Copy out the lines below, character for character, from the first one through the line containing "point(592, 306)", both included. Leave the pictures out of your copy.

------

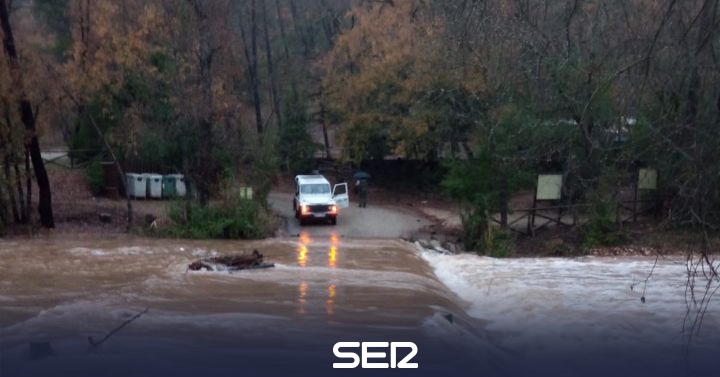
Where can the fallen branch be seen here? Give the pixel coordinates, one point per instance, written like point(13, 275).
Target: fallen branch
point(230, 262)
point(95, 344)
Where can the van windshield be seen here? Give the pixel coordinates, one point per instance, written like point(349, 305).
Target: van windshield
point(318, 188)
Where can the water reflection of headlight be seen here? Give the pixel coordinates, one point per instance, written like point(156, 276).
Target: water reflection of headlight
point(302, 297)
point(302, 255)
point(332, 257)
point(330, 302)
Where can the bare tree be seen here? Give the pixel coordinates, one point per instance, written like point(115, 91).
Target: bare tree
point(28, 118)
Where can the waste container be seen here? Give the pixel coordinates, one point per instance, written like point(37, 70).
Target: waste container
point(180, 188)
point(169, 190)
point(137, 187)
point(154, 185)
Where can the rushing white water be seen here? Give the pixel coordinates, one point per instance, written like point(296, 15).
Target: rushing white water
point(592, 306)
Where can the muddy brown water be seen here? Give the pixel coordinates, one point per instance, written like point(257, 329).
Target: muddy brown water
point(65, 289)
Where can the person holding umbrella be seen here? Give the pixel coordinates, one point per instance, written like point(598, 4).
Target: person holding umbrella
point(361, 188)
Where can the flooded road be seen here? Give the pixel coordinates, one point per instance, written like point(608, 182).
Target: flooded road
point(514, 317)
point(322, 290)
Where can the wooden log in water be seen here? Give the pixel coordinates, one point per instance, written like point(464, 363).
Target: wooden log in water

------

**Exercise result:**
Where can the fallen branch be seen here? Give the pixel coordinates, one point per instance, written like point(13, 275).
Target: fallen branch
point(230, 262)
point(95, 344)
Where can the van windshield be seen here? Give the pixel coordinates, one point per instance, written like point(349, 305).
Target: van windshield
point(318, 188)
Where can the water reflection of headlight be seen here? Give the pixel coordinates, one point per instance, written like point(156, 276).
Target: water reflection of headlight
point(302, 297)
point(302, 255)
point(332, 257)
point(330, 302)
Where can the bare tree be seen here? Give the pixel coordinates, one point per instance, written like point(115, 91).
Target: bare tree
point(28, 118)
Where can the waste container be seen here? Give the pixel coordinates, one point per instance, written like point(37, 70).
Target: waste container
point(180, 188)
point(169, 190)
point(137, 187)
point(154, 185)
Where can the rushing white water be seen here? Give the pixel coordinates, one point per instance, written like point(296, 15).
Target: rushing white water
point(592, 306)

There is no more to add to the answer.